→ Exercise requirements
(1) Translate this sentence from the passage on Tolkien's Glorfindel into Spanish: "Tolkien changed his mind continuously in the course of developing his creative effort."
(2) Write out the part of the passage on Tolkien's Glorfindel that opens with the words containing "I think that" and closes with "was already published).", renaming "Lieutenant" as "Captain".

----- Text segment -----

What to make of all this? First, it shows how deeply committed JRRT was to finding answers to this type of questions, even at the wane of his lifetime. Second it shows once more, that the work of Tolkien consists of many different phases and faces. Here we have a tale from his youth – the Fall of Gondolin -, connected to his Maior Opus – The Lord of the Rings – and the connection is discussed fifty-five years later! Third, we do not have to consider this article as the final answer. Tolkien changed his mind continuously in the course of developing his creative effort. Take also into consideration the fact that Tolkien usually wrote – completely – from memory. He took down notes, which he used but never bothered to look at again. And as he said himself on occasions, at the end of his lifetime his memory was not what it used to be.

I think that in the end he would have judged the difficulties discussed above as too big to simply let be.

He would either have created a story-line which indeed tells us in a credible way how Glorfindel was pardoned by Manwë to be sent to Middle-earth in the 2nd age on a mission like that of Gandalf in the 3rd age (and Huan in the 1st), thus making Glorfindel a very central figurehead in the History of Middle-earth. Or he would have changed his mind and would have changed the name of the Lieutenant of the Golden Flower in Gondolin (for of course The Lord of The Rings, whose Glorfindel-reincarnation actually caused all these problems, was already published).

----- Dataset excerpts -----

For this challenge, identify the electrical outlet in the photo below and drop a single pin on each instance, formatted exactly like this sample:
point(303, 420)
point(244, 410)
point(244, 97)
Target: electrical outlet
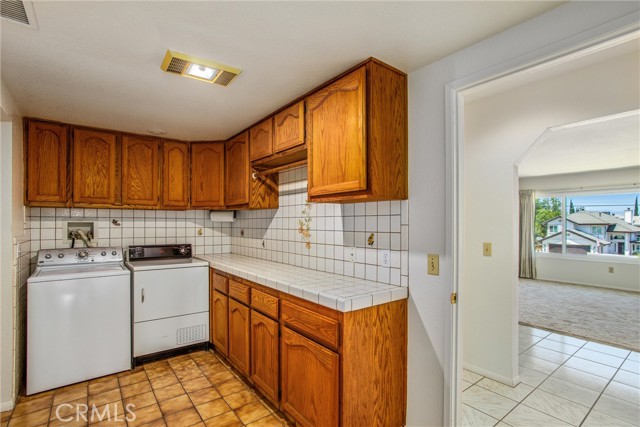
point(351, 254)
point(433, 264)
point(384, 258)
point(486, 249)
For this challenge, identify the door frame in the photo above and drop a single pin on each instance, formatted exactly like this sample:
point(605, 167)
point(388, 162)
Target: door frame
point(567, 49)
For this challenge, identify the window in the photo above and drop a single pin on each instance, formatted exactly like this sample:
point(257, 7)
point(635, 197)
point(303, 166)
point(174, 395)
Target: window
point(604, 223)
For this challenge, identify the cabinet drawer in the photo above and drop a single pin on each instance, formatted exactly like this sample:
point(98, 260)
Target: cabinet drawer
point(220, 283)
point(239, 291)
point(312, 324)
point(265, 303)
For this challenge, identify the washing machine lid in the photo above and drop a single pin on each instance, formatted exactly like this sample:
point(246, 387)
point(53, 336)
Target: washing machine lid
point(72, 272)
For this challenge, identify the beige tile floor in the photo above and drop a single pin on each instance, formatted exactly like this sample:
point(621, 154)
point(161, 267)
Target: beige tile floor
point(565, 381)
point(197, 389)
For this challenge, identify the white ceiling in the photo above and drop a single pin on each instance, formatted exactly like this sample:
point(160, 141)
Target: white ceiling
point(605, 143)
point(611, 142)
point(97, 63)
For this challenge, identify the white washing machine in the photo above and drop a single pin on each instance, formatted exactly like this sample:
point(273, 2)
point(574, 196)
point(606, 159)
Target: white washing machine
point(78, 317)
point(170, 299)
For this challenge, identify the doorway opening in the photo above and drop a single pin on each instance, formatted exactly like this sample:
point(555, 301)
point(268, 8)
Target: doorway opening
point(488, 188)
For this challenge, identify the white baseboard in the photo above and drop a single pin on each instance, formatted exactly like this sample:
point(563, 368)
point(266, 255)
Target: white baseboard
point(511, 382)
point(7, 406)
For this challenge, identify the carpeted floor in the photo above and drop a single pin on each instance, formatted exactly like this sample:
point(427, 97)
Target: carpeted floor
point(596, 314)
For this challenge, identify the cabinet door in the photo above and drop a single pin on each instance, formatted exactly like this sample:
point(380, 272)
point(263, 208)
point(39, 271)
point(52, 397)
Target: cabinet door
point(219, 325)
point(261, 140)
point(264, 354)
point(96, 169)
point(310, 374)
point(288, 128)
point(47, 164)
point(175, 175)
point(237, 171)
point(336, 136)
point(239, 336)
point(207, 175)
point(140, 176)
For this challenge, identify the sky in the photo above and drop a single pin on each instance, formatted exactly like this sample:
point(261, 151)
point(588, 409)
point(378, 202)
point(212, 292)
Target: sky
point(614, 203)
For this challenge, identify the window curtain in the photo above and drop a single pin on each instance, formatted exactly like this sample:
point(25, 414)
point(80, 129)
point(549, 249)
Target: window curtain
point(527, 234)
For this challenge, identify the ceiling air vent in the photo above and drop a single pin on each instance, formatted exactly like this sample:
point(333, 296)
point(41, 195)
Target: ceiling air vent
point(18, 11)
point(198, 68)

-----
----- Dataset excerpts -----

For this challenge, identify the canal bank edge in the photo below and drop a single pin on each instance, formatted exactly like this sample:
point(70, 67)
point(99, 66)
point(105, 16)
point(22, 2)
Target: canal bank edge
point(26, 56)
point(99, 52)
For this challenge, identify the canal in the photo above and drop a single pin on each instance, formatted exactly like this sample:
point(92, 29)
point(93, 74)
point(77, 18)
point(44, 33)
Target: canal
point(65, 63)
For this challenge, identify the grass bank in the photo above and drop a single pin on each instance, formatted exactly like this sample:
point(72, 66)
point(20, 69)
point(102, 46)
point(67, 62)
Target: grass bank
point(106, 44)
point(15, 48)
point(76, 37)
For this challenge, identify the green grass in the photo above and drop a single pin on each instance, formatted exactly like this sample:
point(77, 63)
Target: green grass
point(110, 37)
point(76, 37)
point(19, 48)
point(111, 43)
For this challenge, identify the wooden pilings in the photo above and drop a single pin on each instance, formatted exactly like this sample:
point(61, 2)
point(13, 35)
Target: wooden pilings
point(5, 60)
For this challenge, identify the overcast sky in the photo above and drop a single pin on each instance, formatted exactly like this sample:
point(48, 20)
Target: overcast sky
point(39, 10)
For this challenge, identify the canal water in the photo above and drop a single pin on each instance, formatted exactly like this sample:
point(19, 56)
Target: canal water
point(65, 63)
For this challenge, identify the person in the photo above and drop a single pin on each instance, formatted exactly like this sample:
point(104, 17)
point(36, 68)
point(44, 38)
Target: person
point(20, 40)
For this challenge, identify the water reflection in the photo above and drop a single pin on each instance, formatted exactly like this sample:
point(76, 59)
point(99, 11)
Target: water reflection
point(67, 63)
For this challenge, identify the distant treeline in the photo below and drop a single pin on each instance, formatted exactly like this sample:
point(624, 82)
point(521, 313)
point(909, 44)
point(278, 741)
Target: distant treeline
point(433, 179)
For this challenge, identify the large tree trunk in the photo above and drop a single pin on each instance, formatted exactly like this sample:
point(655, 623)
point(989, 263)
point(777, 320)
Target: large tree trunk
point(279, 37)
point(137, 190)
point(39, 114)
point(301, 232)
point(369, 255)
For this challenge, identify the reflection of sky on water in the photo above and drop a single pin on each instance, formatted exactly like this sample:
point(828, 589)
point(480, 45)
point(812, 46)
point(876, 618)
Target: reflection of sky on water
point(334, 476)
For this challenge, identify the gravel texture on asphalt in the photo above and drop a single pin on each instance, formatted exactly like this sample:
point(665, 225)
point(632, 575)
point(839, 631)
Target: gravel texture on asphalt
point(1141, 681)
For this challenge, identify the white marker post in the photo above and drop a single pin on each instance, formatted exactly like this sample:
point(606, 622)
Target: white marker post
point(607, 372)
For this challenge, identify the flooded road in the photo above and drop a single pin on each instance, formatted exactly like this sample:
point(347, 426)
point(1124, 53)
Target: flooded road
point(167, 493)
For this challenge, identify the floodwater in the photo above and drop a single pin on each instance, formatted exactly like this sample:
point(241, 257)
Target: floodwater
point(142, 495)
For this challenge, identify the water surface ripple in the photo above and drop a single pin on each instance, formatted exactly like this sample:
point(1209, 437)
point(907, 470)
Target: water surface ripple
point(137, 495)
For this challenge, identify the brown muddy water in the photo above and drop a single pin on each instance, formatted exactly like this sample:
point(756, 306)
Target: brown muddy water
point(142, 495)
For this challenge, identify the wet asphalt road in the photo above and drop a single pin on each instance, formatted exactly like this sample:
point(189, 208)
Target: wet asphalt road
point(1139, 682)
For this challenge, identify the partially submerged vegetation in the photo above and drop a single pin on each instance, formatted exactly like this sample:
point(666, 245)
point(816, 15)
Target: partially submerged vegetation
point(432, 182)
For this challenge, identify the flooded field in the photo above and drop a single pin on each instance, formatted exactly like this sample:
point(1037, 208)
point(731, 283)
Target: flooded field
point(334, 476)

-----

→ Responses per task
(1) Tolkien cambiaba de opinión continuamente en el curso del desarrollo de su esfuerzo creativo.

(2)
I think that in the end he would have judged the difficulties discussed above as too big to simply let be.

He would either have created a story-line which indeed tells us in a credible way how Glorfindel was pardoned by Manwë to be sent to Middle-earth in the 2nd age on a mission like that of Gandalf in the 3rd age (and Huan in the 1st), thus making Glorfindel a very central figurehead in the History of Middle-earth. Or he would have changed his mind and would have changed the name of the Captain of the Golden Flower in Gondolin (for of course The Lord of The Rings, whose Glorfindel-reincarnation actually caused all these problems, was already published).